Problem to solve:
Every line must be returned precisely as it is written.

Some records
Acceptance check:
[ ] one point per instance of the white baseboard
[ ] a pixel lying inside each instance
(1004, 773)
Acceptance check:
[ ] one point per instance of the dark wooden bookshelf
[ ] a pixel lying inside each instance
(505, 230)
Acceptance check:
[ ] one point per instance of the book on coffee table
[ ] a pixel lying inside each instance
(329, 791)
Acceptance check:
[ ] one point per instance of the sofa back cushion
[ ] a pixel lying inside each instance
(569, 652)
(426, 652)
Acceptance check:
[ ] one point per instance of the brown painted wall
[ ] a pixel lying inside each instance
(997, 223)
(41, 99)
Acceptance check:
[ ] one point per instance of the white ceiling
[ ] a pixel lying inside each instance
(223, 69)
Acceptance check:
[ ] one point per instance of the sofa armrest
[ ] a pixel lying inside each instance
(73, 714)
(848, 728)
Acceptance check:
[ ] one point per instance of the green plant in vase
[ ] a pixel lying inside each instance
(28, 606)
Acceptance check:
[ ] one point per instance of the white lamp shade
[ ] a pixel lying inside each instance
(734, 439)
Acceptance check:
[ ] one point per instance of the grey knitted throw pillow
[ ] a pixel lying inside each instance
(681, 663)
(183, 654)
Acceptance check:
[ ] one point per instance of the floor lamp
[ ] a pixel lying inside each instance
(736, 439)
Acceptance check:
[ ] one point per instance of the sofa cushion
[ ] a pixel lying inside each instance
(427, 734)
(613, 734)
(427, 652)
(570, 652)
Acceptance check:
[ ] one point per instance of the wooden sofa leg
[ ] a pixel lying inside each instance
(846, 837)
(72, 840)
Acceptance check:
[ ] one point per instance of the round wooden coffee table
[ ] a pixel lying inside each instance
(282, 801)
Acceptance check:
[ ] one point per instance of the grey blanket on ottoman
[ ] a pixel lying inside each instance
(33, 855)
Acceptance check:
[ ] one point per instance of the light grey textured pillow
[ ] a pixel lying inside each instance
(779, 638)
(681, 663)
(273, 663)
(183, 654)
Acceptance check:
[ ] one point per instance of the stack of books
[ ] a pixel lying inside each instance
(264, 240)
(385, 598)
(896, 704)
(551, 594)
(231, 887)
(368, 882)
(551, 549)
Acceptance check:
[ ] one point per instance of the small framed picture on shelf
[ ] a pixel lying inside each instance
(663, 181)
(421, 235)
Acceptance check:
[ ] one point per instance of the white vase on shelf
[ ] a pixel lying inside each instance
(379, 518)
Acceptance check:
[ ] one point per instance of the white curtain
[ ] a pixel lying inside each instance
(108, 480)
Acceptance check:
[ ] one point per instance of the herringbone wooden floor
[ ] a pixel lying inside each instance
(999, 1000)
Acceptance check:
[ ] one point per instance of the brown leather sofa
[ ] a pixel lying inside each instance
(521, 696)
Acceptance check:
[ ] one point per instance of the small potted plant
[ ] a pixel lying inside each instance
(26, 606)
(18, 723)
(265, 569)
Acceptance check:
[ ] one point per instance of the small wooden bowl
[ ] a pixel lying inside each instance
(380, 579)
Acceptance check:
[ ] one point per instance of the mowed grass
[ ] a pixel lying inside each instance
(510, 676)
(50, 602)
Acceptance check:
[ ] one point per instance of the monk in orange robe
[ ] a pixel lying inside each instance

Reply to the exercise:
Acceptance check:
[ ] one point per instance of the white baseboard
[ ] a pixel lying inside each instance
(1004, 773)
Acceptance check:
[ ] one point per instance of the dark wooden bookshelf
[ ] a pixel lying inside each instance
(505, 230)
Acceptance check:
[ ] one point per instance of the book on coffee table
[ ] a pixel lying inside each instance
(329, 791)
Acceptance check:
[ ] one point per instance of the sofa back cushion
[ ] a pixel lying inside each instance
(569, 652)
(426, 652)
Acceptance check:
[ ] one point per instance of the brown painted wall
[ ] a pixel lying inside each instance
(997, 223)
(41, 99)
Acceptance check:
[ ] one point per instance of the white ceiling
[ ] a pixel lying inside each instance
(223, 69)
Acceptance check:
[ ] one point per instance of the sofa armrest
[ ] a pixel lying inside each instance
(73, 714)
(848, 728)
Acceptance check:
[ ] one point per instance of the green plant in vase
[ ] a pixel lying inside each instance
(28, 606)
Acceptance check:
[ ] one point per instance of the white lamp shade
[ ] a pixel lying inside each instance
(734, 439)
Acceptance check:
[ ] one point per instance of the grey knitted throw pillow
[ ] a pixel lying inside each instance
(681, 663)
(183, 654)
Acceptance check:
[ ] one point per instance of the floor lamp
[ ] a pixel lying inside each instance
(736, 439)
Acceptance check:
[ ] one point per instance of the sofa cushion
[ ] a pixel lying inside each instance
(427, 734)
(613, 734)
(427, 652)
(570, 652)
Acceptance check:
[ ] one point per instance of the wooden sofa leg
[ ] a pixel lying inside each instance
(846, 837)
(72, 840)
Acceptance check:
[ ] one point per instance of the round wooden coffee table
[ ] a pixel lying inside each instance
(282, 801)
Acceptance check:
[ ] one point per instance of the grey blanket on ottoman
[ ] a pixel lying inside each instance
(33, 855)
Acceptance check:
[ ] one point per instance of the light grey textured pillow
[ ] a pixel lying inside each instance
(779, 638)
(681, 663)
(273, 663)
(183, 654)
Acceptance check:
[ ] one point per instance of the stack of books
[ ] a pixel lying inside each instance
(264, 240)
(385, 598)
(896, 704)
(551, 594)
(231, 887)
(368, 882)
(551, 549)
Acceptance check:
[ ] one point per instance of the small framed picture on shelf
[ ] a pixel lying inside each instance
(663, 181)
(421, 235)
Acceptance check:
[ ] one point per instance of the white vase on shelf
[ ] a pixel lying inside each instance
(379, 518)
Acceptance check:
[ ] one point per instance of the white curtain
[ ] a pixel lying inside each instance
(108, 480)
Acceptance check:
[ ] one point per instance of the herringbone wooden floor
[ ] a pixel lying inside each instance
(999, 1000)
Acceptance check:
[ ] one point per instance of the brown leather sofa
[ ] a pixel lying inside each instance
(521, 696)
Acceptance check:
[ ] one point per instance of the small potted plant
[ ] a pixel lying inside each instance
(26, 606)
(18, 723)
(265, 569)
Acceptance check:
[ ] one point per instance of the small wooden bowl
[ ] a pixel lying inside each instance
(380, 579)
Acceptance check:
[ ] one point per instance of the mowed grass
[ ] a pixel lying inside each instance
(510, 676)
(50, 602)
Acceptance check:
[ ] one point per instance of the monk in orange robe
[ ] a pixel lying inside each instance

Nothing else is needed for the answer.